La terminazione in o dei nomi femminili è un carattere strano che distingue i dialetti di Acceglio, S. Peyre, Oncino e Giaglione dagli altri alpigiani; vàlgano d'esempio: la ciarestio, üna vesto, la primo vestimento, campagno, müsico, chesto allegrio, i quali nomi, come si scorge dagli articoli, consèrvano il gènere femminile.

Il dialetto di Finestrelle è talmente composto di voci e frasi francesi raccozzate insieme con sintassi francese, ma forzate alla forma e desinenza piemontese, che anzichè un dialetto italiano, sembra un dialetto francese, travestito all'italiana. All'udirlo parlare, si direbbe la favella d'un Francese, che si sforza italianizzarla per farsi intendere. Cosi p. e. Votre fraire è vengü, e votre papà à tià ün vel gra, perché ch'a l'à trubà an bune sanda. Una semplice occhiata alla versione della Parábola, che soggiungiamo qui appresso, varrà meglio d'ogni altra spiegazione a porgerne il preciso concetto.

Non lasceremo per altro di notare, come esclusiva e peculiare di questo dialetto, l'uscita in èic della prima persona singolare nel futuro, come nei seguenti esempj:

Italiano dirò troverò andrò leverò surò
Finestrelle dirèic trubarèic anarèic levarèic serèic.

Del pari che quest' ùltimo i dialetti di Giaglione e ď Oulx potrebbero per le loro proprietà caratteristiche dirsi piuttosto francesi che piemontesi, non serbando di questi se non déboli traccie. In essi infatti compajono i suoni & ež, non che le ll molli, ignoti ai piemontesi propriamente detti, e si famigliari e frequenti nei francesi, dai quali ancora attinsero e vocabolario e forme grammaticali. Non mancano per altro di elementi bastèvoli per essere collegati agli alpigiani itàlici, quali sono il pronome eufónico u, come: u l'è turnà, u l'ére perdü, e sìmili; la forma sintètica di alcune frasi, e alquante radici loro peculiari. Noteremo ancora come carattere proprio di Oulx il suono th che in alcune voci sta invece della s, e nel dialetto di Giaglione la voce of per ha, che non trova riscontro veruno negli altri dialetti pedemontani o francesi.

CONSEGNA 1: Riscrivi in forma più breve il paragrafo dell'estratto della pagina che comincia con «Il dialetto di Finestrelle è talmente composto», mantenendone i fatti principali.
CONSEGNA 2:
Rispondi alle seguenti domande basandoti sull'estratto della pagina, una risposta per riga:
(a) In quali dialetti i nomi femminili terminano in o?
(b) Quale persona e quale tempo verbale escono in èic nel dialetto di Finestrelle?
(c) Quale pronome eufonico collega i dialetti di Giaglione e di Oulx agli alpigiani italici?
CONSEGNA 3: Secondo l'estratto della pagina, perché i dialetti di Giaglione e di Oulx potrebbero dirsi più francesi che piemontesi? Spiegalo in non più di tre frasi.

ESTRATTI DELL'ELENCO:

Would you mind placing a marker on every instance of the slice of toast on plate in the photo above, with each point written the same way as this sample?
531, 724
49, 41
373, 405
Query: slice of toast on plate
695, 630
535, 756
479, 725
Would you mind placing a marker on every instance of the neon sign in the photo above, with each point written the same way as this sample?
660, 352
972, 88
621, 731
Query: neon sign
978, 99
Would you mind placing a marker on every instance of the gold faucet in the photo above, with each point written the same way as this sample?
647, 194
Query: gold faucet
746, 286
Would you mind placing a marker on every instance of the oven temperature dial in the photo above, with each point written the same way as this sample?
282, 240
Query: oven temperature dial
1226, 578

SOLUZIONE 1: Il dialetto di Finestrelle unisce voci e frasi francesi con sintassi francese, adattandole però alla forma e alle desinenze piemontesi. Per questo sembra più un dialetto francese travestito all'italiana che un dialetto italiano. Sentendolo, pare di udire un francese che cerca di italianizzare la propria lingua per farsi capire. Secondo il testo, la versione della Parabola che vi viene aggiunta ne darà un'idea precisa meglio di ogni spiegazione.

SOLUZIONE 2:
(a) Nei dialetti di Acceglio, S. Peyre, Oncino e Giaglione.
(b) La prima persona singolare del futuro.
(c) Il pronome u.

SOLUZIONE 3: Di quello piemontese conservano solo deboli tracce. Presentano invece suoni e ll molli sconosciuti ai piemontesi propriamente detti, ma familiari e frequenti nei dialetti francesi. Dai francesi hanno inoltre preso vocabolario e forme grammaticali.